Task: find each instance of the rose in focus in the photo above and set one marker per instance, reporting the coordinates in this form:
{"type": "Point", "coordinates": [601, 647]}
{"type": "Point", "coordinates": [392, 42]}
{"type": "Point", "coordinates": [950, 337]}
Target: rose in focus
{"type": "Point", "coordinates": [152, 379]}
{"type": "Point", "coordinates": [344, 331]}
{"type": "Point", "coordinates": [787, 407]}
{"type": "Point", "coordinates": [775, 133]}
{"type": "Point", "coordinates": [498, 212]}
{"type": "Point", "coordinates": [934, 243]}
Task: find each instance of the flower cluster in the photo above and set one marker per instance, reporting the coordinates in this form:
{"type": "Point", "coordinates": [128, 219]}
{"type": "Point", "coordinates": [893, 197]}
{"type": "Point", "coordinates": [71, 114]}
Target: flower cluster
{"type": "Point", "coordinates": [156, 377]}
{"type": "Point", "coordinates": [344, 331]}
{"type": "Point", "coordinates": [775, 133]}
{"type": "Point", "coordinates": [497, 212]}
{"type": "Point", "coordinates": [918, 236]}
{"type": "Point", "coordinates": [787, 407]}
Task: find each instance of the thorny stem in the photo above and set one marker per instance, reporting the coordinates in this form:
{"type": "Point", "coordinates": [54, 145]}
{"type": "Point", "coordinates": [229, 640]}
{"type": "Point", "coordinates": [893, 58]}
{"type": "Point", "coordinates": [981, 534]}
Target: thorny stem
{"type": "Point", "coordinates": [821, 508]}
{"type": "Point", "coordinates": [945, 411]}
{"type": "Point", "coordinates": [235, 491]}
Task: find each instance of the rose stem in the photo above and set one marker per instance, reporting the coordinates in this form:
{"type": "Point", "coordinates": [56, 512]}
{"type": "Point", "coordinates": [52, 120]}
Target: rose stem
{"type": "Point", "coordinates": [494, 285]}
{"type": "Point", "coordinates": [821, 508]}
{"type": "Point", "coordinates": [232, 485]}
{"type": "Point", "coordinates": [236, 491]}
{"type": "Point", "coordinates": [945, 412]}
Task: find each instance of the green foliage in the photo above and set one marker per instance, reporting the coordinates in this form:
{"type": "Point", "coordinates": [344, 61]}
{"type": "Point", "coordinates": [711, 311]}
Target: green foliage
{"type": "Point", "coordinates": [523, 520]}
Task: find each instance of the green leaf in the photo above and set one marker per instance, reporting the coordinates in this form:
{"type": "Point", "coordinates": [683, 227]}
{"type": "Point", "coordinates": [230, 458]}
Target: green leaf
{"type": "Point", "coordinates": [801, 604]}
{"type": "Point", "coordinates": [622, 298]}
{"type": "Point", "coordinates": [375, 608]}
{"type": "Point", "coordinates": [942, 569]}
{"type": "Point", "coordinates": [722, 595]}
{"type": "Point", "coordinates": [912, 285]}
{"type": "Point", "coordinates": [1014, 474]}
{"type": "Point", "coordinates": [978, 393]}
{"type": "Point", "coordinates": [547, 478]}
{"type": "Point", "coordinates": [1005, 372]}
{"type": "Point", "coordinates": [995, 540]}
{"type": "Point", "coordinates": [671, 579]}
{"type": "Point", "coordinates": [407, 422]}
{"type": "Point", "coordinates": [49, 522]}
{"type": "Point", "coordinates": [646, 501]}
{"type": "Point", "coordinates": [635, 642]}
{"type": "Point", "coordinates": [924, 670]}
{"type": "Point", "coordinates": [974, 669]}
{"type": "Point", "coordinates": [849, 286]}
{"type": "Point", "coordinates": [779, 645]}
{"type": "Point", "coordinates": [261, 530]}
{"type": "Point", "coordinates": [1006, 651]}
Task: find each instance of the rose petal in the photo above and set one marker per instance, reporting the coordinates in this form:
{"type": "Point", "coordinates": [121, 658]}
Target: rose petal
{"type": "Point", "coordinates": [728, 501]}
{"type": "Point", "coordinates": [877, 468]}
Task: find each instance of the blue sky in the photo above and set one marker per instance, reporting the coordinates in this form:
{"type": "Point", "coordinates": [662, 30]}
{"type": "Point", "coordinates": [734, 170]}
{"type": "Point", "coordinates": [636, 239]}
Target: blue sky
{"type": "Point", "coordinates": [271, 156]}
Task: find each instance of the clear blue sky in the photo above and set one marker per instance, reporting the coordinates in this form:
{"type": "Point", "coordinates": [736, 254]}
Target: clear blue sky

:::

**TASK DESCRIPTION**
Render every line of the records above as a numbered list, leaving out any blank lines.

**FINAL ANSWER**
1. Task: find each instance of the rose in focus in the photo above and set one marker per instance, reporting the coordinates in this form:
2. {"type": "Point", "coordinates": [601, 647]}
3. {"type": "Point", "coordinates": [392, 42]}
4. {"type": "Point", "coordinates": [950, 337]}
5. Target: rose in focus
6. {"type": "Point", "coordinates": [152, 379]}
7. {"type": "Point", "coordinates": [344, 331]}
8. {"type": "Point", "coordinates": [787, 407]}
9. {"type": "Point", "coordinates": [775, 133]}
10. {"type": "Point", "coordinates": [498, 212]}
11. {"type": "Point", "coordinates": [934, 243]}
12. Task: find each instance of the flower cluster in the photo above and set one marker per instance, reporting the coordinates in this form:
13. {"type": "Point", "coordinates": [128, 219]}
14. {"type": "Point", "coordinates": [893, 197]}
15. {"type": "Point", "coordinates": [71, 114]}
16. Target: flower cluster
17. {"type": "Point", "coordinates": [156, 377]}
18. {"type": "Point", "coordinates": [344, 331]}
19. {"type": "Point", "coordinates": [775, 133]}
20. {"type": "Point", "coordinates": [497, 212]}
21. {"type": "Point", "coordinates": [918, 236]}
22. {"type": "Point", "coordinates": [787, 407]}
23. Task: find each instance of the thorny stem in the photo above and set one marker per instance, reporting the coordinates in this form:
24. {"type": "Point", "coordinates": [54, 145]}
25. {"type": "Point", "coordinates": [229, 640]}
26. {"type": "Point", "coordinates": [893, 58]}
27. {"type": "Point", "coordinates": [981, 534]}
28. Target: thorny stem
29. {"type": "Point", "coordinates": [821, 508]}
30. {"type": "Point", "coordinates": [945, 411]}
31. {"type": "Point", "coordinates": [235, 491]}
32. Task: find each instance of the rose stem in the photo above and set one marker per instance, reporting the coordinates in this form:
33. {"type": "Point", "coordinates": [56, 512]}
34. {"type": "Point", "coordinates": [52, 120]}
35. Target: rose stem
36. {"type": "Point", "coordinates": [494, 285]}
37. {"type": "Point", "coordinates": [821, 508]}
38. {"type": "Point", "coordinates": [232, 485]}
39. {"type": "Point", "coordinates": [236, 491]}
40. {"type": "Point", "coordinates": [945, 412]}
41. Task: find each instance of the green foliage in the photo above and set one marker per instance, reporting the coordinates in this form:
42. {"type": "Point", "coordinates": [344, 61]}
43. {"type": "Point", "coordinates": [711, 311]}
44. Target: green foliage
45. {"type": "Point", "coordinates": [523, 520]}
46. Task: find each instance of the green leaf in the photo above and set one marker per instance, reporting the coordinates in this form:
47. {"type": "Point", "coordinates": [683, 227]}
48. {"type": "Point", "coordinates": [230, 458]}
49. Target: green leaf
50. {"type": "Point", "coordinates": [801, 604]}
51. {"type": "Point", "coordinates": [622, 298]}
52. {"type": "Point", "coordinates": [375, 608]}
53. {"type": "Point", "coordinates": [942, 569]}
54. {"type": "Point", "coordinates": [722, 595]}
55. {"type": "Point", "coordinates": [912, 285]}
56. {"type": "Point", "coordinates": [1014, 474]}
57. {"type": "Point", "coordinates": [978, 393]}
58. {"type": "Point", "coordinates": [547, 478]}
59. {"type": "Point", "coordinates": [1005, 372]}
60. {"type": "Point", "coordinates": [995, 540]}
61. {"type": "Point", "coordinates": [671, 579]}
62. {"type": "Point", "coordinates": [407, 422]}
63. {"type": "Point", "coordinates": [49, 522]}
64. {"type": "Point", "coordinates": [646, 501]}
65. {"type": "Point", "coordinates": [635, 642]}
66. {"type": "Point", "coordinates": [924, 670]}
67. {"type": "Point", "coordinates": [974, 669]}
68. {"type": "Point", "coordinates": [849, 286]}
69. {"type": "Point", "coordinates": [779, 645]}
70. {"type": "Point", "coordinates": [261, 530]}
71. {"type": "Point", "coordinates": [1006, 651]}
72. Task: find each instance of the rose petal in the photo above and set one marker per instance, reporting the coordinates in this form:
73. {"type": "Point", "coordinates": [121, 658]}
74. Target: rose petal
75. {"type": "Point", "coordinates": [728, 501]}
76. {"type": "Point", "coordinates": [877, 468]}
77. Task: find each instance of the blue sky in the photo above and set one marker per instance, reporting the coordinates in this form:
78. {"type": "Point", "coordinates": [662, 30]}
79. {"type": "Point", "coordinates": [734, 170]}
80. {"type": "Point", "coordinates": [636, 239]}
81. Target: blue sky
82. {"type": "Point", "coordinates": [271, 156]}
83. Task: find each instance of the clear blue sky in the photo above and set one marker per instance, reporting the coordinates in this form:
84. {"type": "Point", "coordinates": [736, 254]}
85. Target: clear blue sky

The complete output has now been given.